** start MATERIAL TO PROCESS **

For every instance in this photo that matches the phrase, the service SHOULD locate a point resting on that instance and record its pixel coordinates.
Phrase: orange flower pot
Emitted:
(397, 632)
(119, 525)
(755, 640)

** end MATERIAL TO PROCESS **

WHAT THIS TASK INVOLVES
Rewrite the records above, changing "Emitted" to "Returned" and keeping every other word as it is.

EXPECTED ANSWER
For every instance in this photo that matches the phrase, the service SHOULD locate a point resting on that instance and record its pixel coordinates.
Phrase: orange flower pot
Returned:
(397, 632)
(119, 525)
(755, 640)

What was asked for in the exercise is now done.